# Document excerpt
────────────────

So even if you never run into OOM situations, adding a couple gigabytes of swap lets you free up that many gigabytes of RAM for file caching, and suddenly your application is on average 5x faster - but takes 3 seconds longer to service that one obscure API call that needs to dig all those pages back up. YMMV if you prefer consistently poor performance over inconsistent but usually much better performance.
Though any halfway competent Java developer following modern best practices will know to build systems that don't have these characteristics.
I'll let you know if I ever meet any. Until then, another terabyte of RAM for tomcat.
Eventually I wrote a small script that does the equivalent of "sudo swapoff -a && sudo swapon -a" to eagerly flush everything to RAM, but I was surprised by how many people seemed to think there's no legitimate reason to ever want to do so.
The outage ain't resolved until things are back to operating normally.
If things aren't back to 100% healthy, could be I didn't truly find the root cause of the problem - in which case I'll probably be woken up again in 30 minutes when the problem comes back.
I use vmtouch all the time to preload or even lock certain data/code into RAM.
Sounds like it's as legitimate as running the sync command - ie. ideally you should never need to do it, but in practice you sometimes do.
About a decade ago, removable devices definitely were mounted with the "sync" option on some distros. It really tanked write performance though, so perhaps that's why they changed it. Certainly Plasma (and probably most DEs; I only use plasma) will tell you when the device is fully unmounted when you use the udisks integration.
If I wasn't aware of what was happening here I likely would have just force shut down the computer after a minute of waiting. And I suspect if I had done that and checked the drive it would have appeared like the file was there, while actually missing part of the data.

────────────────

# Given data
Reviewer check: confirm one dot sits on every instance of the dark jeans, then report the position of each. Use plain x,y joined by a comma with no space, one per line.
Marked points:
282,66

────────────────

# Aim of the exercise
Return the swap thread word for word, everything from "Eventually I wrote" down to "you sometimes do.". The material has nothing to do with the swap thread.

# Task output
Eventually I wrote a small script that does the equivalent of "sudo swapoff -a && sudo swapon -a" to eagerly flush everything to RAM, but I was surprised by how many people seemed to think there's no legitimate reason to ever want to do so.
The outage ain't resolved until things are back to operating normally.
If things aren't back to 100% healthy, could be I didn't truly find the root cause of the problem - in which case I'll probably be woken up again in 30 minutes when the problem comes back.
I use vmtouch all the time to preload or even lock certain data/code into RAM.
Sounds like it's as legitimate as running the sync command - ie. ideally you should never need to do it, but in practice you sometimes do.